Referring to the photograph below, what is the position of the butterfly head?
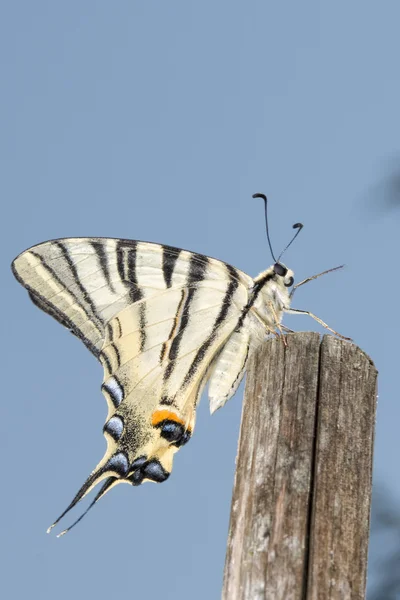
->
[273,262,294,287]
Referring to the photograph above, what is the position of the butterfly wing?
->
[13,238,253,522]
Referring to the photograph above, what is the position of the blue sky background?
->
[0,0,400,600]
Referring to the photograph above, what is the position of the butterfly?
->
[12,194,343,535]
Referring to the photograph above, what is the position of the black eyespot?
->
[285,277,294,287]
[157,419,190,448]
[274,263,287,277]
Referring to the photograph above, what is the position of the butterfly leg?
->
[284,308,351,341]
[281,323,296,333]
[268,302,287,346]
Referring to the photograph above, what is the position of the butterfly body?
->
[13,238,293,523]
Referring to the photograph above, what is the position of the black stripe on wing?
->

--------------------------------------------------

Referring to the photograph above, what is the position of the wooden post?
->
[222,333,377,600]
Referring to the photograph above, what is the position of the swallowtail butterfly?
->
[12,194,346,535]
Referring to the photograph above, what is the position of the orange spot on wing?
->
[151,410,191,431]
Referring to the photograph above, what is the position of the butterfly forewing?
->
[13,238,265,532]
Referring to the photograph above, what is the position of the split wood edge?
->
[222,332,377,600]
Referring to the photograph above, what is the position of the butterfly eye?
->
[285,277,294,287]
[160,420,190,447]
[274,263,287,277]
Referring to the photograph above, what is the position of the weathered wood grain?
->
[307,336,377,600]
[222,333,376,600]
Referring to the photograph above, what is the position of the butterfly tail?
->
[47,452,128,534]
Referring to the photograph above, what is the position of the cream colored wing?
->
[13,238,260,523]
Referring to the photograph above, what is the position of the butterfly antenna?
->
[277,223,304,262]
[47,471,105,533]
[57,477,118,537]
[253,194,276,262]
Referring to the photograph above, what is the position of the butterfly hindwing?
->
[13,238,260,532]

--------------------------------------------------

▶ _Problem_
Please render the material from the line with "the swallowtail butterfly?" to the line with "[222,332,377,600]" as a two-column CSV with the headers text and answer. Give one row for each text and its answer, and put each value in a single quoted field with line breaks replaced by spaces.

▶ _Answer to the exercise_
text,answer
"Referring to the photograph above, what is the position of the swallowtail butterfly? ->","[12,194,346,535]"
"Referring to the photograph above, what is the position of the orange spot on wing? ->","[151,410,191,431]"
"Referring to the photograph above, what is the position of the butterfly forewing? ->","[13,238,265,532]"
"Referring to the photograph above, what is the position of the split wood edge? ->","[222,332,377,600]"